**INSTRUCTION:** Update the records from the line containing "the forested slope" through the end of the records, swapping "reference point" for "target point" and keeping everything else the same. Give back only those lines.

....

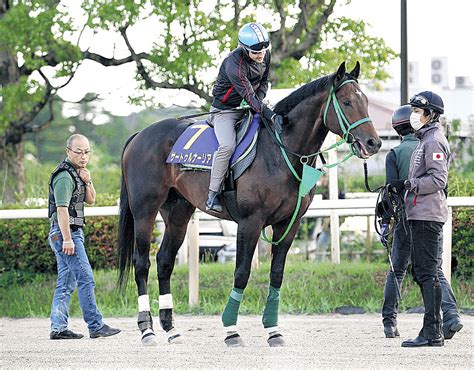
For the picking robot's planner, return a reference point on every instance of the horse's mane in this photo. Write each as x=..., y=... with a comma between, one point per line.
x=285, y=105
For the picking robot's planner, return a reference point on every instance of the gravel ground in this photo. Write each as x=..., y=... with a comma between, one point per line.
x=329, y=341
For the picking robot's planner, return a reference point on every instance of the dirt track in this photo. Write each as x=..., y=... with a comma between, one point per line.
x=333, y=341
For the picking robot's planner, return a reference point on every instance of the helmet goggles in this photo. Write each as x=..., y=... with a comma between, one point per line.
x=419, y=101
x=258, y=48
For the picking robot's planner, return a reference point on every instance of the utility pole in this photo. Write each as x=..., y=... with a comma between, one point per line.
x=403, y=55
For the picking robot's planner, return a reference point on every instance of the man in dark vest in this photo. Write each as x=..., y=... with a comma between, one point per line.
x=70, y=186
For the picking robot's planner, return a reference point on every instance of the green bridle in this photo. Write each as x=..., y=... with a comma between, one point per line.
x=344, y=124
x=311, y=175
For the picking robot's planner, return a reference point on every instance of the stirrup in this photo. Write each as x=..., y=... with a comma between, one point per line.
x=213, y=203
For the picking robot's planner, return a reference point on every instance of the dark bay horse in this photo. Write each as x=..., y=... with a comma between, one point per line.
x=267, y=194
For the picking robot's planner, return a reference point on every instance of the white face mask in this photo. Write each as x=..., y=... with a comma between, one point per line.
x=415, y=121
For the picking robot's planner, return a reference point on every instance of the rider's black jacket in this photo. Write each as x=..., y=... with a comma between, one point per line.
x=241, y=78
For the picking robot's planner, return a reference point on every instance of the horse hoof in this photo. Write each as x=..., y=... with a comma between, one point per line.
x=234, y=340
x=276, y=341
x=150, y=340
x=175, y=339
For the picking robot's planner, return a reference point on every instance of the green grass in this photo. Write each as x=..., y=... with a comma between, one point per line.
x=308, y=288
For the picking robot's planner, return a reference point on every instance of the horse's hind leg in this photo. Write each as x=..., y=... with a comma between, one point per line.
x=279, y=253
x=247, y=237
x=144, y=223
x=176, y=214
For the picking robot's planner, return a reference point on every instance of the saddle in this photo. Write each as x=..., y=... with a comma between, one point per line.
x=195, y=147
x=194, y=150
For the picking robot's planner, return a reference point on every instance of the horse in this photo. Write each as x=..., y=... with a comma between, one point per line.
x=266, y=194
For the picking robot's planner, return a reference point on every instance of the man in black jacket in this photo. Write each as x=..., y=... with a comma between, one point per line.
x=243, y=76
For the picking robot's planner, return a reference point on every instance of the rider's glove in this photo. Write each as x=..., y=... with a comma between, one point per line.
x=275, y=118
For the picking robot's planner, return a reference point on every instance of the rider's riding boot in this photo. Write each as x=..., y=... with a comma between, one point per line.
x=213, y=203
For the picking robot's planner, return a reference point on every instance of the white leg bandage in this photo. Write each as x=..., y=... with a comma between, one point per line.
x=166, y=301
x=143, y=303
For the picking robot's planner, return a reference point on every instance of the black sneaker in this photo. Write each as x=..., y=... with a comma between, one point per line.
x=105, y=331
x=66, y=334
x=391, y=331
x=451, y=328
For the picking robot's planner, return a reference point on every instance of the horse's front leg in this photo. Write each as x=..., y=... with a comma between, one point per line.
x=176, y=215
x=141, y=262
x=279, y=253
x=247, y=237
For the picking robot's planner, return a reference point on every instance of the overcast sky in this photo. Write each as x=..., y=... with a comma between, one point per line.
x=436, y=28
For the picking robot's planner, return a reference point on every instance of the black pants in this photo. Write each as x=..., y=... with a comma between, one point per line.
x=401, y=255
x=427, y=239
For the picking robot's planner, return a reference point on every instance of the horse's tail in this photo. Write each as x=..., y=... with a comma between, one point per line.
x=126, y=237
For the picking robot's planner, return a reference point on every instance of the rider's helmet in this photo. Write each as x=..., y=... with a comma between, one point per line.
x=428, y=100
x=254, y=37
x=401, y=120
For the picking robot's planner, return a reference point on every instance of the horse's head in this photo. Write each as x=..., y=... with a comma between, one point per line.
x=346, y=113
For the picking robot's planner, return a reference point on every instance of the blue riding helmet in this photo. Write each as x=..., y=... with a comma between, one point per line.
x=428, y=100
x=254, y=37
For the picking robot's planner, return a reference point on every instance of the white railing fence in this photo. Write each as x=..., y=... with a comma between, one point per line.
x=318, y=208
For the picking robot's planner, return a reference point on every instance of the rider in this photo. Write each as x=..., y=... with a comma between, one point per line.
x=243, y=76
x=427, y=211
x=397, y=165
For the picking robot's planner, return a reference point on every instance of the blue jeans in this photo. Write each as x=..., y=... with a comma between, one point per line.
x=401, y=254
x=73, y=270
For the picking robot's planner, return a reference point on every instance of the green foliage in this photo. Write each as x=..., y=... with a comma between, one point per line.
x=24, y=245
x=308, y=288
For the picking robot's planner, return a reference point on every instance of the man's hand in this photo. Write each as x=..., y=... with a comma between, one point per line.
x=85, y=175
x=398, y=185
x=68, y=247
x=384, y=234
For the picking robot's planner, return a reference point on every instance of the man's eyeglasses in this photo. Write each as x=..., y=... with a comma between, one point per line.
x=80, y=152
x=419, y=100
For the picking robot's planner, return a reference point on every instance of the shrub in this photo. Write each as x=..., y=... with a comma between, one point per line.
x=24, y=245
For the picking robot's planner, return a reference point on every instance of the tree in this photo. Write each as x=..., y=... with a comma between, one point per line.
x=39, y=51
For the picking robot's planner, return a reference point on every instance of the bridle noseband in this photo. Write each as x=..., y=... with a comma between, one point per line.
x=344, y=123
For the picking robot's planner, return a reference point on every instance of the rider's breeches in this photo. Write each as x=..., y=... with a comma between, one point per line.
x=224, y=126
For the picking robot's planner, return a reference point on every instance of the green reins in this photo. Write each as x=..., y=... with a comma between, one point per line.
x=311, y=175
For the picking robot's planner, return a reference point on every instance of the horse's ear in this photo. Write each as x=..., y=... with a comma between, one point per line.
x=341, y=71
x=356, y=71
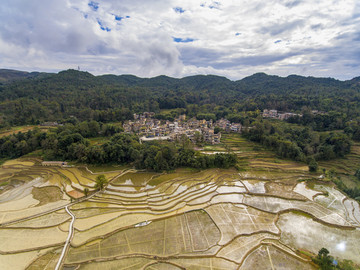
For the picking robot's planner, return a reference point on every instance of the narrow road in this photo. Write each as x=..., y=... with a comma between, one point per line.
x=71, y=232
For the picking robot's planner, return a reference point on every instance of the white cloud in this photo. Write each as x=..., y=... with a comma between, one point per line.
x=231, y=38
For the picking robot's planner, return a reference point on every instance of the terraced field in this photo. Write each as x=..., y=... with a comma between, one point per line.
x=212, y=219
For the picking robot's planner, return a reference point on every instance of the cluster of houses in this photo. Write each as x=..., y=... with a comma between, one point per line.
x=150, y=128
x=276, y=114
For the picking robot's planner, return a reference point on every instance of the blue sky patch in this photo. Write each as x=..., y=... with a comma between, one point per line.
x=94, y=5
x=183, y=40
x=103, y=27
x=179, y=10
x=118, y=18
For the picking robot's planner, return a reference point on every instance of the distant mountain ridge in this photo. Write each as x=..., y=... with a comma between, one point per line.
x=10, y=75
x=27, y=97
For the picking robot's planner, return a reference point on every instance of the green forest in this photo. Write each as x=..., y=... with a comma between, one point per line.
x=91, y=103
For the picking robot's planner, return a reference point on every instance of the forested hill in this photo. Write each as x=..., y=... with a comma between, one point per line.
x=32, y=97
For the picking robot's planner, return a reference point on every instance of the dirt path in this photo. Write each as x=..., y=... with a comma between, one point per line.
x=70, y=235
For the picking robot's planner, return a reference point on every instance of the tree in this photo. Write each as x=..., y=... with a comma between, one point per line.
x=357, y=174
x=313, y=166
x=100, y=182
x=324, y=260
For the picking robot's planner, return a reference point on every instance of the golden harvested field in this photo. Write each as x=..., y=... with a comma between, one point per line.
x=186, y=219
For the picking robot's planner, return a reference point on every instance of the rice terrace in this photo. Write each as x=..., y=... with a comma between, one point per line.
x=273, y=213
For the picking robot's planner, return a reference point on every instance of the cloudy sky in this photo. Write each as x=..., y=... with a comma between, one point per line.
x=233, y=38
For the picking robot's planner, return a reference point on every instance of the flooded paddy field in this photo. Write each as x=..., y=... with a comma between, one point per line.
x=186, y=219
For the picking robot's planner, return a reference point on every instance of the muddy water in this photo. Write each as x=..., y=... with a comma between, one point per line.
x=302, y=232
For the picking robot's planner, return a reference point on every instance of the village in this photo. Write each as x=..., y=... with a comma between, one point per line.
x=149, y=128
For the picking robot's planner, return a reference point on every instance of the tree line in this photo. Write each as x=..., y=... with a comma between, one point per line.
x=299, y=143
x=69, y=142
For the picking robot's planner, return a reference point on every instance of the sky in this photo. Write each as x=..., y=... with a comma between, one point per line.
x=232, y=38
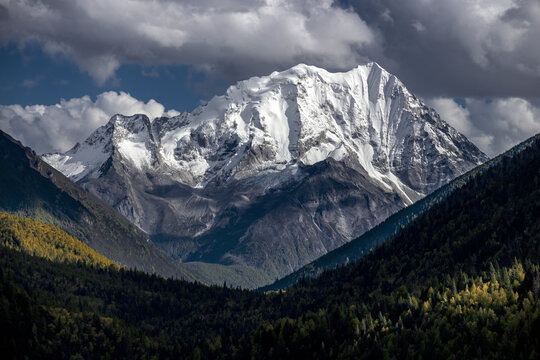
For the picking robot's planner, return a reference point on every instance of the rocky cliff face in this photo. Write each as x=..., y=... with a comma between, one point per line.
x=276, y=172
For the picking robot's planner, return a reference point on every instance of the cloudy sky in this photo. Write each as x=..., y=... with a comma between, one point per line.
x=68, y=65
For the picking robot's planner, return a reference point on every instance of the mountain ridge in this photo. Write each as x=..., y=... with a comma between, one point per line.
x=192, y=181
x=32, y=188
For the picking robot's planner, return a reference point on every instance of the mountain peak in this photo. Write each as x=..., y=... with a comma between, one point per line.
x=302, y=115
x=314, y=156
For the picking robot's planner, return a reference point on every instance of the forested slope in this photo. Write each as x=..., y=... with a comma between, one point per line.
x=460, y=281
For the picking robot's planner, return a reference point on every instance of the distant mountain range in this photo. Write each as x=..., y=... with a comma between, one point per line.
x=462, y=280
x=30, y=187
x=369, y=241
x=275, y=173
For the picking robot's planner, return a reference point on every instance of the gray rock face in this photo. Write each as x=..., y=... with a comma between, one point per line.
x=276, y=172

....

**TASK ANSWER:**
For the picking robot's planner, return a target point on every instance of the forested slope in this photo. Write each as x=..., y=... with a comma between, one point per line.
x=460, y=281
For the picking robot's planner, return a target point on every instance of the distant mountain range in this photo. Write each as x=..., y=... with a comma between, one point per line.
x=462, y=280
x=30, y=187
x=369, y=241
x=275, y=173
For the picking robot's planner, return a target point on every instance of the gray rock face in this photo. Write each as x=..., y=... with a comma between, one point per line.
x=276, y=172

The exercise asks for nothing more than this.